WORKING DATA:
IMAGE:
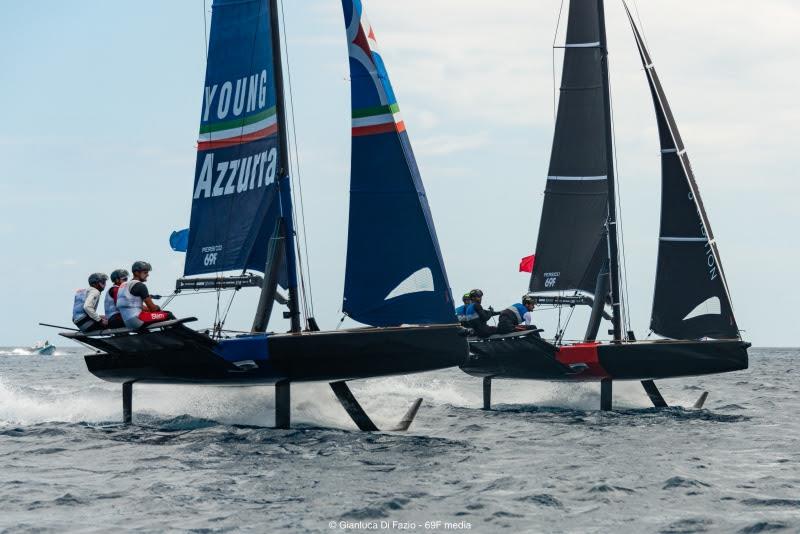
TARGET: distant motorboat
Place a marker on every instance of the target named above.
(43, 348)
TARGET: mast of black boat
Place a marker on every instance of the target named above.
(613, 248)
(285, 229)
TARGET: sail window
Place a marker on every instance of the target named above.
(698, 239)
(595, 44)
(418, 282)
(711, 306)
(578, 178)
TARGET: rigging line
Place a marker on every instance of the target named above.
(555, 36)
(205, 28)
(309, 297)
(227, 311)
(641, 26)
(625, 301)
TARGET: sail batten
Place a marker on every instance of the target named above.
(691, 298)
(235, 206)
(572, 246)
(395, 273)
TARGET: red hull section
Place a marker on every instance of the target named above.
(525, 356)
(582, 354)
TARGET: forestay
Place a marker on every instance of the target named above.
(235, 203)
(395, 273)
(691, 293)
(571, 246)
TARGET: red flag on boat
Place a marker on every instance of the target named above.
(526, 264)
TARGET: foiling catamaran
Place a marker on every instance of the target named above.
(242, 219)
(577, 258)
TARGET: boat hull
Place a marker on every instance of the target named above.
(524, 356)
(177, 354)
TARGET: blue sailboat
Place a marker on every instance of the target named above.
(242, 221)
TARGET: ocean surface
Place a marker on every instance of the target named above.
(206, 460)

EXERCISE INSTRUCTIONS: Write out exactly the lines from the line holding "TARGET: sail window" through the last line of the data, and nothing besides those lines.

SOLVED EXERCISE:
TARGET: sail window
Place a marker on every instance of the target named above.
(698, 239)
(595, 44)
(418, 282)
(711, 306)
(578, 178)
TARGET: rigging line
Place a marker on every instance of the target named above.
(555, 36)
(205, 28)
(309, 297)
(227, 311)
(641, 26)
(625, 301)
TARGET: sail batten
Place a marker on every instance of the target named above.
(691, 298)
(235, 206)
(572, 246)
(395, 273)
TARGET: red hull section
Place a marker on every instance of the target named above.
(525, 356)
(582, 354)
TARGET: forestay
Place a marker on every instance of the target named above.
(235, 203)
(395, 273)
(691, 293)
(571, 246)
TARGET: red flag on boat
Place a marker on every instance of the target named above.
(526, 264)
TARGET: foiling catamaran
Place a marker on every instance of the target named above.
(242, 219)
(577, 258)
TARGET: boat hull
Place a marker on every instance of the target named above.
(524, 356)
(177, 354)
TARGET: blue sailboat
Place a marker on every instance of the target named above.
(242, 221)
TARGET: ocean surface
Place a marker on every instance of the target named above.
(206, 460)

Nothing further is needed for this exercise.